Given data -
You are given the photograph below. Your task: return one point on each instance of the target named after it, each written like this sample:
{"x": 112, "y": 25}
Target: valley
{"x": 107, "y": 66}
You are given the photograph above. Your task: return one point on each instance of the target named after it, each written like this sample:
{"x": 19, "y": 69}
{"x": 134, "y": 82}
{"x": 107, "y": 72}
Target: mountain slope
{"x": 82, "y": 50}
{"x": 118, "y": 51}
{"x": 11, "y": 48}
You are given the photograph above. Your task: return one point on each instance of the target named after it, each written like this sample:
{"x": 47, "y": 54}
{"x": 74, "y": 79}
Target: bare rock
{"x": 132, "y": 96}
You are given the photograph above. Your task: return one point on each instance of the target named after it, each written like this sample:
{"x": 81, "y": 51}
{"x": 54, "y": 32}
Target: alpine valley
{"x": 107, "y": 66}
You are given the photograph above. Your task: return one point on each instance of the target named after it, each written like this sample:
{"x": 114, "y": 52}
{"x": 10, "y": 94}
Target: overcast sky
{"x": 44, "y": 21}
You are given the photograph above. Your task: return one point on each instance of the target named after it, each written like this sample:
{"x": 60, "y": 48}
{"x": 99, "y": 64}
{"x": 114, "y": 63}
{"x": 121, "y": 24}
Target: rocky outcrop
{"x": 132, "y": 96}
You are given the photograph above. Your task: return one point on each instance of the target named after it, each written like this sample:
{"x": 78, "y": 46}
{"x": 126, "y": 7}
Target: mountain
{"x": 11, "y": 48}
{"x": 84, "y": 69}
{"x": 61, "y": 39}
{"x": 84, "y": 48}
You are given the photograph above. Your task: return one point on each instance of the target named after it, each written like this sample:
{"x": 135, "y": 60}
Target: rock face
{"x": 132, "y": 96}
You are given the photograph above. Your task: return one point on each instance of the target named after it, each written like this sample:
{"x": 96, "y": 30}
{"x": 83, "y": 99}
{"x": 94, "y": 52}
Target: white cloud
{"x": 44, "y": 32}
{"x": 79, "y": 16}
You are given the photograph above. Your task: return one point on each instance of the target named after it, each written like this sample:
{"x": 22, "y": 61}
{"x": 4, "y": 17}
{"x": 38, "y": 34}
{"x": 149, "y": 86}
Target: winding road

What is required - In full and without alteration, copy the entries.

Answer for the task -
You are given the photograph below. Your task: return one point on each instance of the target named after it, each written like this sample:
{"x": 112, "y": 25}
Target: valley
{"x": 107, "y": 66}
You are given the photograph above. Your task: return one point on each instance of the target named after it, each written like this sample:
{"x": 19, "y": 69}
{"x": 134, "y": 82}
{"x": 107, "y": 72}
Target: mountain slope
{"x": 82, "y": 50}
{"x": 118, "y": 51}
{"x": 11, "y": 48}
You are given the photograph above. Your task: return one point on each instance of the target named after it, each written like this sample:
{"x": 47, "y": 54}
{"x": 74, "y": 79}
Target: bare rock
{"x": 132, "y": 96}
You are given the photograph above. Your task: return one point on each instance of the target named after it, each written like this sample:
{"x": 81, "y": 51}
{"x": 54, "y": 32}
Target: alpine valley
{"x": 107, "y": 66}
You are given the photograph above. Your task: return one point on each instance of the target named after it, each written like this sample:
{"x": 114, "y": 52}
{"x": 10, "y": 94}
Target: overcast sky
{"x": 44, "y": 21}
You are given the photograph above. Your task: return one point on each instance of the target named after it, each written like this sample:
{"x": 60, "y": 48}
{"x": 99, "y": 64}
{"x": 114, "y": 63}
{"x": 121, "y": 24}
Target: rocky outcrop
{"x": 132, "y": 96}
You are given the photograph above. Your task: return one point on each instance of the target named after it, each written like this sample:
{"x": 78, "y": 46}
{"x": 126, "y": 7}
Target: mountain
{"x": 11, "y": 48}
{"x": 84, "y": 69}
{"x": 61, "y": 39}
{"x": 84, "y": 48}
You are given the photograph above. Your task: return one point on each instance of the target named after it, each written like this sample:
{"x": 135, "y": 60}
Target: rock face
{"x": 132, "y": 96}
You are given the photograph above. Your task: return one point on each instance of the target named after it, each written like this sample:
{"x": 96, "y": 30}
{"x": 83, "y": 99}
{"x": 94, "y": 52}
Target: white cloud
{"x": 44, "y": 32}
{"x": 79, "y": 16}
You are given the photograph above. Your task: return one point on each instance of the target named after it, each written like this sample:
{"x": 22, "y": 61}
{"x": 4, "y": 17}
{"x": 38, "y": 34}
{"x": 149, "y": 86}
Target: winding road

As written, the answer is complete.